_Problem details_: Please write out all of the lines below again, requests included. Multiply every coordinate in the answers by 1.6 and round to whole numbers, with halves rounded up. Leave the requests and their format samples unchanged, and omit the pictures.

--- START Records shown ---

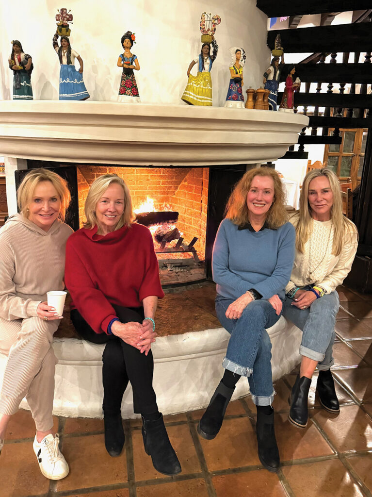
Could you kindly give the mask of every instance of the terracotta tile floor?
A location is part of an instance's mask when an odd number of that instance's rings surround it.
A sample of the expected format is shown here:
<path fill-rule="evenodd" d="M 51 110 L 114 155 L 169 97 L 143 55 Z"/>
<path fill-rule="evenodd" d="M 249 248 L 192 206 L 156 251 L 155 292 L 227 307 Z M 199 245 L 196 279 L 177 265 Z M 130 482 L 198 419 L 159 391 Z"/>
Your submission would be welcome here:
<path fill-rule="evenodd" d="M 305 429 L 296 428 L 287 419 L 287 398 L 296 370 L 277 382 L 274 407 L 282 462 L 277 474 L 263 469 L 258 460 L 255 409 L 249 397 L 230 403 L 213 440 L 197 434 L 203 411 L 166 416 L 183 469 L 174 478 L 152 467 L 139 420 L 124 421 L 125 450 L 112 458 L 105 450 L 102 420 L 56 417 L 70 474 L 50 482 L 32 451 L 30 414 L 19 411 L 0 456 L 0 497 L 372 497 L 372 300 L 343 287 L 339 291 L 333 370 L 341 412 L 331 415 L 320 408 L 315 373 L 309 422 Z M 206 323 L 212 325 L 210 291 L 204 299 L 198 291 L 199 305 L 208 313 Z M 189 296 L 195 297 L 192 292 Z"/>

--- END Records shown ---

_Solution for this problem_:
Could you kindly give the mask of every instance of the terracotta tile floor?
A location is part of an instance's mask when an odd number of that instance's rings surround it.
A sample of the expected format is shown here:
<path fill-rule="evenodd" d="M 51 110 L 114 155 L 169 97 L 143 55 Z"/>
<path fill-rule="evenodd" d="M 249 248 L 192 206 L 156 251 L 155 292 L 227 307 Z M 199 245 L 196 279 L 177 265 Z M 130 482 L 198 419 L 159 391 Z"/>
Your submission would be welcome here:
<path fill-rule="evenodd" d="M 488 686 L 474 685 L 459 670 L 459 637 L 474 592 L 443 611 L 438 651 L 451 739 L 443 758 L 421 750 L 413 736 L 408 654 L 398 635 L 368 645 L 341 704 L 315 694 L 325 658 L 266 666 L 293 750 L 278 765 L 243 747 L 222 672 L 198 674 L 200 720 L 179 733 L 168 720 L 163 672 L 90 667 L 112 758 L 80 771 L 51 722 L 48 662 L 30 658 L 0 730 L 0 795 L 595 795 L 595 480 L 549 459 L 542 466 L 533 592 L 546 659 L 530 664 L 512 653 L 504 597 L 494 675 Z M 330 517 L 339 520 L 336 466 L 326 478 L 317 466 L 318 488 L 333 501 Z M 302 474 L 312 475 L 307 467 Z"/>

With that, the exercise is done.